> ABOUT THIS EXERCISE: The word "each" marks the lines to copy; find all of them in the entries below.
________________________________________
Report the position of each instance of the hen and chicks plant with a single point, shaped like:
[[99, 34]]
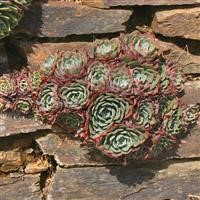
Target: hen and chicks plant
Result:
[[122, 95]]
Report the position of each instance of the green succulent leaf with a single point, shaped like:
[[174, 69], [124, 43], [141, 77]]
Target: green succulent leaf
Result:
[[191, 114], [35, 79], [23, 106], [106, 110], [11, 12], [107, 49], [121, 79], [74, 95], [146, 81], [168, 104], [145, 113], [7, 86], [48, 64], [98, 74], [69, 121], [174, 125], [48, 101], [121, 141], [160, 146], [71, 64]]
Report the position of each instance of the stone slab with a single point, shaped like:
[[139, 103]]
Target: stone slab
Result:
[[61, 19], [168, 181], [184, 23]]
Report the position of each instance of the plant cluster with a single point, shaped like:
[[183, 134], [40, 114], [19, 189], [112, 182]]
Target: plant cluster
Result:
[[11, 12], [121, 94]]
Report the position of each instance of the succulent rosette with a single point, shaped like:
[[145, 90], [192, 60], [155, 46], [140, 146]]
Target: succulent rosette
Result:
[[4, 104], [167, 105], [106, 110], [71, 64], [145, 114], [164, 76], [177, 79], [171, 79], [174, 125], [23, 105], [121, 141], [48, 65], [121, 95], [7, 86], [98, 75], [74, 95], [35, 78], [161, 144], [11, 13], [146, 81], [121, 80], [22, 82], [71, 122], [107, 49], [191, 114], [48, 102]]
________________________________________
> RESULT OF THE EXERCISE:
Report the position of each instance of the hen and chicks plant with a single point, shaped like:
Report the position of each instance of the green succulent leaf with a single point, shaped like:
Report the position of each instance of the stone slab with a single point, shaped like:
Report the position of each instance of the plant cluster with a single point, shaped like:
Report the position of each instance of the succulent rosette with a single point, shaped like:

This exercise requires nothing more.